■ WHAT TO DO
Starting at the line that contains "Can you find the grey trousers?" and ending after the line that contains "[[249, 207]]", rewrite that part of the listing with "grey" changed to "gray" and nothing else altered.

■ RECORD EXTRACTS
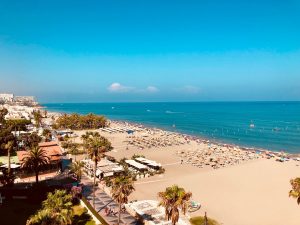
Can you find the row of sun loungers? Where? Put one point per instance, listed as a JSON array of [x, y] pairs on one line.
[[217, 157]]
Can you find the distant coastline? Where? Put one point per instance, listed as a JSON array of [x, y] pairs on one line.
[[139, 113]]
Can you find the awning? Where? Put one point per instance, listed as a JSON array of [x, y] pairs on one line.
[[12, 166]]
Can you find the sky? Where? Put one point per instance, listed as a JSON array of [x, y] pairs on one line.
[[150, 50]]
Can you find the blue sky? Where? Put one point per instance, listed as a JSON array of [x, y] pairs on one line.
[[94, 51]]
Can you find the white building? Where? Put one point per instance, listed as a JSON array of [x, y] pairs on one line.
[[6, 97]]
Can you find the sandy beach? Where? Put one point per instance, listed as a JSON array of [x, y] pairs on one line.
[[253, 191]]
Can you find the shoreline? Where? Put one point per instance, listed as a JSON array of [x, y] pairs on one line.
[[197, 137]]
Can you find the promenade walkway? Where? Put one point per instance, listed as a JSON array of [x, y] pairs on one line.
[[102, 200]]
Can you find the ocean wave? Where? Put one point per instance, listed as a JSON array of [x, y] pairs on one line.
[[171, 112]]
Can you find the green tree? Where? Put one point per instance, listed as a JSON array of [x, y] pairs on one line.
[[47, 134], [31, 140], [9, 146], [96, 146], [37, 116], [295, 192], [122, 187], [56, 210], [173, 199], [35, 159], [76, 168]]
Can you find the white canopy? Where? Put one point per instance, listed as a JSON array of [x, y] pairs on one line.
[[136, 164], [148, 162]]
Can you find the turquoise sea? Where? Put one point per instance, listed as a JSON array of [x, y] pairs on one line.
[[266, 125]]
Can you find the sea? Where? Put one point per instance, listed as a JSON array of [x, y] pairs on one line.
[[273, 126]]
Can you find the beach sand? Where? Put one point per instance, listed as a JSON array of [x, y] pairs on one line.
[[251, 193]]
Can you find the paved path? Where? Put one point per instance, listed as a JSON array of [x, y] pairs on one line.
[[102, 200]]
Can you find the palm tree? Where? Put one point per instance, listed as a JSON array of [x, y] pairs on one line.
[[76, 168], [9, 146], [173, 199], [295, 192], [57, 210], [73, 150], [122, 187], [37, 118], [47, 134], [96, 146], [35, 159]]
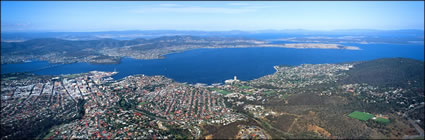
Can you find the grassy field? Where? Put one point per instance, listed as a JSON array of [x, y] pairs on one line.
[[225, 92], [360, 115], [382, 120], [247, 92], [245, 87]]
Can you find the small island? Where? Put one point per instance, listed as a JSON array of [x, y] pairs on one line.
[[107, 51]]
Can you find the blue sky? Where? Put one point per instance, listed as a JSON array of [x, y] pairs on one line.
[[209, 16]]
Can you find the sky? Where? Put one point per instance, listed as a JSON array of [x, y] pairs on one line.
[[86, 16]]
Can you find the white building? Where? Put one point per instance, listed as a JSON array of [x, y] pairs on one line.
[[231, 81]]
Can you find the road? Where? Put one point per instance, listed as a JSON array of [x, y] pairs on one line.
[[419, 129]]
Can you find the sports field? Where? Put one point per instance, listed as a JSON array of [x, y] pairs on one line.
[[360, 115], [382, 120]]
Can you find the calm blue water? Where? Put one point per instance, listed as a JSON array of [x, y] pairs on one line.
[[216, 65]]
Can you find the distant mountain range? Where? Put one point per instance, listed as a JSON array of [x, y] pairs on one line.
[[107, 50]]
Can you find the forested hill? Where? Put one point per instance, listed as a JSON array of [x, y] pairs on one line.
[[395, 72], [107, 50]]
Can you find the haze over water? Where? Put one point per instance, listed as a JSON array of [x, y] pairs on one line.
[[216, 65]]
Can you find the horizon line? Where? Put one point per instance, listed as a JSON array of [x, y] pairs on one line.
[[234, 30]]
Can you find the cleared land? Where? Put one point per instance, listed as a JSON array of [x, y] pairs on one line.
[[363, 116]]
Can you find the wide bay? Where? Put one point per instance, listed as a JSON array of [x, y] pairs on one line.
[[216, 65]]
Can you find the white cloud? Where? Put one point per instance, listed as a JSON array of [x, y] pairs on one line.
[[171, 8], [168, 5]]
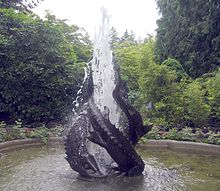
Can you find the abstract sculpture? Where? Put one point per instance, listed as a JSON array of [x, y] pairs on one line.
[[97, 122]]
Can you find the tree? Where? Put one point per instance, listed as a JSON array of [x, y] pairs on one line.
[[189, 31], [20, 5], [40, 72]]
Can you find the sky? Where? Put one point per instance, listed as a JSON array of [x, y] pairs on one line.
[[137, 15]]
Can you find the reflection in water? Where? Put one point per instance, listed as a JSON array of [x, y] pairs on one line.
[[46, 169]]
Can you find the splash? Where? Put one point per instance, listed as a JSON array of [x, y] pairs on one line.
[[103, 70]]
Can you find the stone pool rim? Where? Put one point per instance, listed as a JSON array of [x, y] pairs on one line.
[[182, 146]]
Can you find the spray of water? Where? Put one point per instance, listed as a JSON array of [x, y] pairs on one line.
[[104, 83], [103, 70]]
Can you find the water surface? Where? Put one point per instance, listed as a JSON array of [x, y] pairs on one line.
[[45, 169]]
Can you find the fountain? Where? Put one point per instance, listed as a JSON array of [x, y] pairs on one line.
[[96, 143]]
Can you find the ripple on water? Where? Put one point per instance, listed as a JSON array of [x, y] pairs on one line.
[[45, 169]]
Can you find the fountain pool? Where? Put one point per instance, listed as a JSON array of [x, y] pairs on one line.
[[45, 169]]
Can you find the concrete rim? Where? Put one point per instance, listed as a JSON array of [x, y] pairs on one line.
[[182, 146]]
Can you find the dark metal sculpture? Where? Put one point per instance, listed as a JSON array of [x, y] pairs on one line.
[[92, 125]]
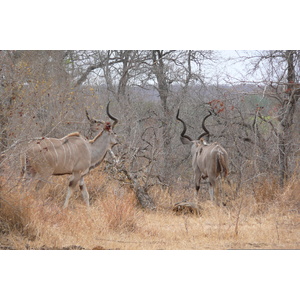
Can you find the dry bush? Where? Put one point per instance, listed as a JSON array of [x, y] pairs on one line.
[[265, 193]]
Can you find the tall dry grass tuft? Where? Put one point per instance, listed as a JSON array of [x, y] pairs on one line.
[[120, 212]]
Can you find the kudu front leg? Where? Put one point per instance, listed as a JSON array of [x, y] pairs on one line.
[[84, 191]]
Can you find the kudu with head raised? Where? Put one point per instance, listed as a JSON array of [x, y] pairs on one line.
[[208, 160], [73, 155]]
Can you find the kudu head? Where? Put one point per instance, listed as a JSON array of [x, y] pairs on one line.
[[185, 139], [98, 125]]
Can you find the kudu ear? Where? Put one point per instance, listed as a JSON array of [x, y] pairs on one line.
[[92, 120], [185, 140]]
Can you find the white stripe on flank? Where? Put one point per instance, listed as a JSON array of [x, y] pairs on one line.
[[54, 151]]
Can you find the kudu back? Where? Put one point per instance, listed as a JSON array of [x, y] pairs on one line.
[[209, 161], [73, 155]]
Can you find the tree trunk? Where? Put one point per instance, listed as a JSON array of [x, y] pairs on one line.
[[286, 119]]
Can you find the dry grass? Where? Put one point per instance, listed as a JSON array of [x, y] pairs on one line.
[[266, 218]]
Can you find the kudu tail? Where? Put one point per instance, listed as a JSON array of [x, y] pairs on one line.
[[23, 165]]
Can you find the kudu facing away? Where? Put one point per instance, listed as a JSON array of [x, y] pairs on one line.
[[208, 160], [72, 154]]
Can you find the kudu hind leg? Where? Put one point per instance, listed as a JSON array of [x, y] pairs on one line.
[[72, 185], [84, 191]]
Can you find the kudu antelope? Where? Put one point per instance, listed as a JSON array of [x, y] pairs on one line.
[[208, 160], [72, 154]]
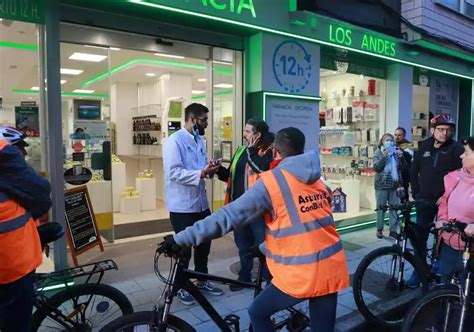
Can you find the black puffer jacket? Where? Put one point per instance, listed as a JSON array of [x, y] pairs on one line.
[[430, 165]]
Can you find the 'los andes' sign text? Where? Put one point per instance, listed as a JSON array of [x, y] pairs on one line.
[[369, 43]]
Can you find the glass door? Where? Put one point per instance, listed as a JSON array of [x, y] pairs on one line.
[[227, 113]]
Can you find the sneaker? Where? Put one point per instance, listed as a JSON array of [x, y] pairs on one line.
[[379, 234], [185, 297], [210, 288], [414, 281]]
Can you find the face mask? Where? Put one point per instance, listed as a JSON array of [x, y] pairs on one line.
[[196, 130]]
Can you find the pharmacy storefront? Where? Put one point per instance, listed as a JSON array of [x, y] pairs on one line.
[[100, 86]]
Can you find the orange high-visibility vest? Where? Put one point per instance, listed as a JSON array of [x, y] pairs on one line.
[[250, 178], [303, 249], [20, 246]]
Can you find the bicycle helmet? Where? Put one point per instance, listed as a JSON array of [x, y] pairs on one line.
[[13, 136], [440, 120]]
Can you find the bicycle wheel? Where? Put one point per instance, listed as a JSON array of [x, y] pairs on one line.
[[87, 307], [141, 321], [439, 310], [380, 298]]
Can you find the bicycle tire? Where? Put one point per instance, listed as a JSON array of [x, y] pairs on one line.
[[379, 311], [110, 293], [143, 318], [424, 313]]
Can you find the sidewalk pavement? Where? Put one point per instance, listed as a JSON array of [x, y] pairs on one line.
[[136, 278]]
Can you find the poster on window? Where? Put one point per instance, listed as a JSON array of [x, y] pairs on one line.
[[27, 120], [283, 112], [444, 93]]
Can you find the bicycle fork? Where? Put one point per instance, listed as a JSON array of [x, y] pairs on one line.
[[401, 265]]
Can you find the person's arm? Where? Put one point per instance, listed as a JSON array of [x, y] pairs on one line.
[[175, 167], [259, 163], [21, 181], [457, 162], [379, 161], [247, 208], [414, 171]]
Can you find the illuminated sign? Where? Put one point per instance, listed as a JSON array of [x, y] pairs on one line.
[[369, 42], [21, 10]]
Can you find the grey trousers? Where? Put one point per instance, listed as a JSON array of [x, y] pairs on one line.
[[382, 197]]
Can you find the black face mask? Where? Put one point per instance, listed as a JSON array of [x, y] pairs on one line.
[[197, 129]]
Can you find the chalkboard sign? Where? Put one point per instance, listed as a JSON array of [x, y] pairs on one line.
[[83, 233]]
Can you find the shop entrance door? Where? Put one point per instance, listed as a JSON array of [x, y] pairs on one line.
[[136, 91]]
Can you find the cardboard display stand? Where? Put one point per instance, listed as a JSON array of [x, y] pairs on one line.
[[83, 233]]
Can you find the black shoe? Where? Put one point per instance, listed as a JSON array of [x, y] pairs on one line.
[[235, 288]]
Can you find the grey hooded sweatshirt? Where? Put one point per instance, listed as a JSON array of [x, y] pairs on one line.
[[249, 207]]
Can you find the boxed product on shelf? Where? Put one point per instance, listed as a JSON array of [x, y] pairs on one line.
[[358, 111], [371, 111]]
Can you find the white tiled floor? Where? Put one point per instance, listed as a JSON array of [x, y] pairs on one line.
[[159, 213]]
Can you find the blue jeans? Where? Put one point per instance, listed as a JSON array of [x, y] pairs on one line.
[[16, 304], [322, 309], [450, 261], [246, 237]]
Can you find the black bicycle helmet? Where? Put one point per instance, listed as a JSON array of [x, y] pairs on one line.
[[442, 120], [13, 136]]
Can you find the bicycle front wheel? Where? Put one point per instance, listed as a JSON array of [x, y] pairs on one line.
[[85, 307], [439, 310], [143, 321], [378, 294]]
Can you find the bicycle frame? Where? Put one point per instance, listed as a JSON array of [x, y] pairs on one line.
[[180, 278], [63, 276]]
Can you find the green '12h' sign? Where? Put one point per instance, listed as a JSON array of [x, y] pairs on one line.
[[23, 10]]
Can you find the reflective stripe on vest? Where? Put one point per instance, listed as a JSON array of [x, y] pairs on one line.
[[15, 223], [303, 250]]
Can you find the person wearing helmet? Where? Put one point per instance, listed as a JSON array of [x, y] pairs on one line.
[[24, 197], [14, 137], [437, 156]]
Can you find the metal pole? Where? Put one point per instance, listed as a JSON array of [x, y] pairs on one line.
[[54, 115]]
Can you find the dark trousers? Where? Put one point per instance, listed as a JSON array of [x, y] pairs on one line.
[[201, 252], [426, 211], [247, 237], [16, 304], [322, 309]]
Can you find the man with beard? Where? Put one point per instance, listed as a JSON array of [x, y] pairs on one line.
[[186, 167], [247, 163]]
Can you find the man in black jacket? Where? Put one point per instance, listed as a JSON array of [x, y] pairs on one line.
[[436, 157]]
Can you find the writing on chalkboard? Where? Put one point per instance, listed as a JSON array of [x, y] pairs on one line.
[[81, 224]]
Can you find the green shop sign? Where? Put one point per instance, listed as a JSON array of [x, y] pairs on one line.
[[280, 18], [22, 10], [366, 42]]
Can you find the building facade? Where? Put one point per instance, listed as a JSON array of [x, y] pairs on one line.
[[102, 85]]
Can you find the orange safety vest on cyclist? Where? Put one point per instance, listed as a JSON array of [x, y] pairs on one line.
[[302, 247], [250, 178], [20, 246]]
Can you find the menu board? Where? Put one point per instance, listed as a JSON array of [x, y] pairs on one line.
[[82, 227]]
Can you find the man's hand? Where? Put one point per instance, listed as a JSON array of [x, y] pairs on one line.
[[169, 245], [469, 230]]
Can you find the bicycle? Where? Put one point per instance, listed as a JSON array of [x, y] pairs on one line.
[[76, 308], [379, 288], [449, 306], [160, 319]]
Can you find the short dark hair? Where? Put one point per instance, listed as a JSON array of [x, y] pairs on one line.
[[290, 142], [402, 129], [258, 125], [469, 141], [194, 110]]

■ ANSWER FOR THIS EXERCISE
Can you find the gray trousers? Where? Put one point per instance, listed as a JSON array of [x, y] pairs on one line.
[[382, 197]]
Can you find the black face mask? Where? Put one point per instance, listed as a JSON array of [x, y] pairs on one line.
[[197, 129]]
Can you find the chalkboard sign? Where? Put one point per instance, listed as a JSON array of [x, y] pairs on one line.
[[83, 233]]
Can you find the shop entrance door? Where? Put one point per instance, listed as a JSON array of [x, y] pairs on one line.
[[136, 91]]
Can you find the cardboard display stand? Where? Put one point per instance, listed as a JSON array of [x, y] pairs on one line.
[[83, 233]]
Can you find the black shoe? Where? Put one point per instance, listed as a JSON array of [x, y] pairs on one line.
[[235, 288]]
Can you find the gray hooded sweatshirt? Where? Put one point per instance, listed as a JSON array of [x, y] pairs on one line.
[[249, 207]]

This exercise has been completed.